Items listed in a dataset

***

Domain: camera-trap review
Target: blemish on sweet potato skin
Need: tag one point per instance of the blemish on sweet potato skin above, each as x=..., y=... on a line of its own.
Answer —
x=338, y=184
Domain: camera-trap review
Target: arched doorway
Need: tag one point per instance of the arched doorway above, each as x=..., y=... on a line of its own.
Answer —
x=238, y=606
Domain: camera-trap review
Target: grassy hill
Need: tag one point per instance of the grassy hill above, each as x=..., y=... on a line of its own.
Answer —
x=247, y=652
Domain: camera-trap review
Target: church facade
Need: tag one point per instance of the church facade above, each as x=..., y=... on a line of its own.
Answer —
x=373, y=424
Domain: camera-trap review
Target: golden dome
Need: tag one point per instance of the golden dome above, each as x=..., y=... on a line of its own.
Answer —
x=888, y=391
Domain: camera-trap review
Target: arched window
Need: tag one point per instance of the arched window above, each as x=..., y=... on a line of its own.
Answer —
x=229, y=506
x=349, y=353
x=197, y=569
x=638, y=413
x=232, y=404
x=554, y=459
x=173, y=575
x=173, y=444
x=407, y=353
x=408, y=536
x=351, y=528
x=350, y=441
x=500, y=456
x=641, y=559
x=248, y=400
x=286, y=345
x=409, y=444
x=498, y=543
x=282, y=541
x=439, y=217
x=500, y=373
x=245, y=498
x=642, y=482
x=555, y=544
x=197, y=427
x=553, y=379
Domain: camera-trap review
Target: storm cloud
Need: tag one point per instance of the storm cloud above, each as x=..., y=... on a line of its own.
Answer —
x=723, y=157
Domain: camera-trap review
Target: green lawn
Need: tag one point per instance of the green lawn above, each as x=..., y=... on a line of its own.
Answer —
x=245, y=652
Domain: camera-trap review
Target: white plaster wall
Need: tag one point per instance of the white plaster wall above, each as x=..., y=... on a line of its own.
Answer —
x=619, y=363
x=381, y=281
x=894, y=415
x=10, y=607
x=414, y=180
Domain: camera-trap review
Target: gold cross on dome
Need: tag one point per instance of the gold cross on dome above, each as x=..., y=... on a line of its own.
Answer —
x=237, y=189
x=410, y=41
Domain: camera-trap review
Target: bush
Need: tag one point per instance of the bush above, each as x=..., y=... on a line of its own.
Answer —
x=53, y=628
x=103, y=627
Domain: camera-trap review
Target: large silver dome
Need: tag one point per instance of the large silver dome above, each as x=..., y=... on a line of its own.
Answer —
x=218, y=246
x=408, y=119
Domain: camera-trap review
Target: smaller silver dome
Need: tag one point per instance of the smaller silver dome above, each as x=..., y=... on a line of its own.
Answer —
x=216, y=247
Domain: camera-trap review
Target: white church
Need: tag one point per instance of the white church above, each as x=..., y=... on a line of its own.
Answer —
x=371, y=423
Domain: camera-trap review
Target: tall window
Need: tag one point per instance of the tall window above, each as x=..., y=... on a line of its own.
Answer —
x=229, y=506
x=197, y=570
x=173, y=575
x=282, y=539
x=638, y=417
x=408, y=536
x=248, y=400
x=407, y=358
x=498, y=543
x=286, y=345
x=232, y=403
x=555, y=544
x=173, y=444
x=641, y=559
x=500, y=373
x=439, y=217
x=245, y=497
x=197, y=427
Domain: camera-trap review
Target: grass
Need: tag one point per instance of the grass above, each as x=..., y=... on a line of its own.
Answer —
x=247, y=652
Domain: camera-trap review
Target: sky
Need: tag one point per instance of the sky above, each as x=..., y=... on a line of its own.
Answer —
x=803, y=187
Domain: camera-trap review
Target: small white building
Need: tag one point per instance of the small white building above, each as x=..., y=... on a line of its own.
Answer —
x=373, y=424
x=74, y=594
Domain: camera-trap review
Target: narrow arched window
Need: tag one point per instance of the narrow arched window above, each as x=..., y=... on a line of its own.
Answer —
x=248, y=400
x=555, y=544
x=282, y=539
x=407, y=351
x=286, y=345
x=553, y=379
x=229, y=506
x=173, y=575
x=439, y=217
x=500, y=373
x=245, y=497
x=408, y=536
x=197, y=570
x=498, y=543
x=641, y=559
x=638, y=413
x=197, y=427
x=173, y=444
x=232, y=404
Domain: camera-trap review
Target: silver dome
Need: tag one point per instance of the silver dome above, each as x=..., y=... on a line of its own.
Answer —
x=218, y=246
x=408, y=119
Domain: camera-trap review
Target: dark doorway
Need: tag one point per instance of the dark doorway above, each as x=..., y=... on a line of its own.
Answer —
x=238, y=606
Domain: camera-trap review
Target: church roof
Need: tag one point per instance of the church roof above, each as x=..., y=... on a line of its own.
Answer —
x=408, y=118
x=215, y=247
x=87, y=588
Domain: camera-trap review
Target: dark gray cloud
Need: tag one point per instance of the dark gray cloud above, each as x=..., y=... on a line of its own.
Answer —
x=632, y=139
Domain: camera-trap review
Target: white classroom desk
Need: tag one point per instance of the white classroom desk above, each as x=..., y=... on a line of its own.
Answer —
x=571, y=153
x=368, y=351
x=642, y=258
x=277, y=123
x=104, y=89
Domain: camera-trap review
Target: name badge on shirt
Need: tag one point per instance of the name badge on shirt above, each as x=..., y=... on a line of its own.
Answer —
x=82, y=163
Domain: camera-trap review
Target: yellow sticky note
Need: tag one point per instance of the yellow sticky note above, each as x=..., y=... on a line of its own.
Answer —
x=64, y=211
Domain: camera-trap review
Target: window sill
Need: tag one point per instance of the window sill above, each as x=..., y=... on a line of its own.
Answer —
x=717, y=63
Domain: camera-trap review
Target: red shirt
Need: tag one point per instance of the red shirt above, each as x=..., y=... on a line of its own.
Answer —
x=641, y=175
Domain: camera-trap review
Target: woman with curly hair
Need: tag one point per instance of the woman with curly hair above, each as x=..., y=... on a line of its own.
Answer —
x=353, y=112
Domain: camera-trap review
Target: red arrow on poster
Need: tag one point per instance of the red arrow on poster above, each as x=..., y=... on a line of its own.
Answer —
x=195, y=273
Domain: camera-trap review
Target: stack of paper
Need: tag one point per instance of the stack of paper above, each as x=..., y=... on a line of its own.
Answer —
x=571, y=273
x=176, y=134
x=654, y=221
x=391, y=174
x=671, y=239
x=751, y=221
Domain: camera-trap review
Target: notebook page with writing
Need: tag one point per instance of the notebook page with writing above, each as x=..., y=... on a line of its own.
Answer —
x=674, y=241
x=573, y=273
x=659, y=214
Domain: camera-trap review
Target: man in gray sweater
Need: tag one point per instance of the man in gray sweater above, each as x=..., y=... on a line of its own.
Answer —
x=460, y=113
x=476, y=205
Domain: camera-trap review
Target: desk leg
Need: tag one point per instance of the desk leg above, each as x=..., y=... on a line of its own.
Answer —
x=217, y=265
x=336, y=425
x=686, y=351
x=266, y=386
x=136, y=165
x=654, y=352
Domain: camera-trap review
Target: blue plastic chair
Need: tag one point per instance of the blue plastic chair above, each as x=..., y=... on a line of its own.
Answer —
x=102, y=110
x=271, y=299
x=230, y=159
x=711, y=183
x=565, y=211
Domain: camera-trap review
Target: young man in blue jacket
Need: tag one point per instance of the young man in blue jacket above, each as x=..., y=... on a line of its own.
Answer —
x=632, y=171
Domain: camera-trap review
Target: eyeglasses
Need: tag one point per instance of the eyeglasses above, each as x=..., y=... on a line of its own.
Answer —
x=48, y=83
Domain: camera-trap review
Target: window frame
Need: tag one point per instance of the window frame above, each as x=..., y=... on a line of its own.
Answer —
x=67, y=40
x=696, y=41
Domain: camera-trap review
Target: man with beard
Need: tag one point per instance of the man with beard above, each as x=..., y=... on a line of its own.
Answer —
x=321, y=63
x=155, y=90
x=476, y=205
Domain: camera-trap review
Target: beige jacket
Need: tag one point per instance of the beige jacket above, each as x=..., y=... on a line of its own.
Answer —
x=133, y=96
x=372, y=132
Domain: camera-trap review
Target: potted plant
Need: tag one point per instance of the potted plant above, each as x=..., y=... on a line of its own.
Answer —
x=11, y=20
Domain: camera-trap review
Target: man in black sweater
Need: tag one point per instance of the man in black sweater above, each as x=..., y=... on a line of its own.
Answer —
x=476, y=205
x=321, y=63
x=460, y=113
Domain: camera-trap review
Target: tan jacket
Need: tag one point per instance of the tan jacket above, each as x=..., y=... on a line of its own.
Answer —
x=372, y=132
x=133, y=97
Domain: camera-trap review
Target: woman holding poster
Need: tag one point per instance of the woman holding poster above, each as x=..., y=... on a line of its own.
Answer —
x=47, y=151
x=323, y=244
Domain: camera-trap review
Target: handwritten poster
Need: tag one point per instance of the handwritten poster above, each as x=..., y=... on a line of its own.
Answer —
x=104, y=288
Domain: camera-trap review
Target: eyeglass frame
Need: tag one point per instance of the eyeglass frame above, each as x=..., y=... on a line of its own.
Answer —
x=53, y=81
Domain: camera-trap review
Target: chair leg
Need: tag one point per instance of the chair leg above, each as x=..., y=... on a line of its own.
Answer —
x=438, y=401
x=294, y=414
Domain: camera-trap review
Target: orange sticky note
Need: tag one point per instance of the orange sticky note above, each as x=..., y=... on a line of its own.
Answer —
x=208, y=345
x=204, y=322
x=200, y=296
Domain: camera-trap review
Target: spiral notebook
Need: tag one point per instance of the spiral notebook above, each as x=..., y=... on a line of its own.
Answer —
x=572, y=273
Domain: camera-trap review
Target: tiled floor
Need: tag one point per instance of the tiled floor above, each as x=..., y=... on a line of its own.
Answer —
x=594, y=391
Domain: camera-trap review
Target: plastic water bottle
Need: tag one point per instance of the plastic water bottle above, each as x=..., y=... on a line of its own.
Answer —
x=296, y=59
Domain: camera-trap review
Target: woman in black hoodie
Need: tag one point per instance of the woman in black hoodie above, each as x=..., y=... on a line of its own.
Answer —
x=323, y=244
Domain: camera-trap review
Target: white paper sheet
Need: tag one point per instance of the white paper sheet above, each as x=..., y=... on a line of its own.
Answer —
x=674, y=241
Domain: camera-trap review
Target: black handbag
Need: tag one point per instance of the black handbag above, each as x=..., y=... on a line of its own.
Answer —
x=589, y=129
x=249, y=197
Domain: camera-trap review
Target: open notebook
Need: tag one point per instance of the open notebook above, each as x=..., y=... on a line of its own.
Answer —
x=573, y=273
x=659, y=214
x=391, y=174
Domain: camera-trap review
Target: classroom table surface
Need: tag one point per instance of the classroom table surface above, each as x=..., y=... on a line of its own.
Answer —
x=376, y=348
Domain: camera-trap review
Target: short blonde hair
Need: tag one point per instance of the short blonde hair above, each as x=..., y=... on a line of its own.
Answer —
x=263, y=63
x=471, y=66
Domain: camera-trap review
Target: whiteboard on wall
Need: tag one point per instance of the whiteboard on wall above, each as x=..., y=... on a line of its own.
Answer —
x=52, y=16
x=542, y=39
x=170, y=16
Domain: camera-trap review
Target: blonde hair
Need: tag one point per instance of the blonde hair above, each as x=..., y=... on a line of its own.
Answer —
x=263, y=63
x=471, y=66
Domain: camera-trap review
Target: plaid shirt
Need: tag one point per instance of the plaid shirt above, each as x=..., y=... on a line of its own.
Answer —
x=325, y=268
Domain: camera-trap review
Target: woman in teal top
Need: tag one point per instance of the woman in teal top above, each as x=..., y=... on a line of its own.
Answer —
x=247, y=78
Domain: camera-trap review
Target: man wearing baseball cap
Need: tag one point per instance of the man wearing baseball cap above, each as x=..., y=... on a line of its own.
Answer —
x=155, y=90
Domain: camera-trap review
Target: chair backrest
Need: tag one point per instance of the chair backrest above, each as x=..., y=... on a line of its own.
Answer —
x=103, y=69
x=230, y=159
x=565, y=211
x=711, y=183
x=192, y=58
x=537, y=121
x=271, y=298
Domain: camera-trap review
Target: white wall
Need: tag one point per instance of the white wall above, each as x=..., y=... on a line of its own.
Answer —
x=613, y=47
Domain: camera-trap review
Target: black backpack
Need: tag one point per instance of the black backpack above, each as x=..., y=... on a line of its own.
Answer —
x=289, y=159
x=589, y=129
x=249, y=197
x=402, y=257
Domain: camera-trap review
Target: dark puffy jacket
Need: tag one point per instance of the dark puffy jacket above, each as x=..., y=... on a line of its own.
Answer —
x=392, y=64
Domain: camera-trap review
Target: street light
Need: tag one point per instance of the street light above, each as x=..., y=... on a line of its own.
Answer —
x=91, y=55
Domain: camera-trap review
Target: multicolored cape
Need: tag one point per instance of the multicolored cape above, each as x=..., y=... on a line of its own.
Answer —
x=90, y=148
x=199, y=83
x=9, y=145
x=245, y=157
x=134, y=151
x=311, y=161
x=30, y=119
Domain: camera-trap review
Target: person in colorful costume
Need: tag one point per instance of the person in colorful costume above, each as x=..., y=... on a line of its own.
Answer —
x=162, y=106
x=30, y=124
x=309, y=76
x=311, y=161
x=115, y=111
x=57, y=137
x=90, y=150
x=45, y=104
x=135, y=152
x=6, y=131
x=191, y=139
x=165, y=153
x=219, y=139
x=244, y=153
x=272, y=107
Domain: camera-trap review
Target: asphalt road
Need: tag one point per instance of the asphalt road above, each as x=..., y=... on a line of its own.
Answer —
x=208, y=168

***

- Task description -
Can you gather every line from the rows above that contains the string "open"? Matching is case-sensitive.

- The answer -
Target: open notebook
Need: tag one point per instance of the open notebook above, each as x=..., y=... on a line of its own.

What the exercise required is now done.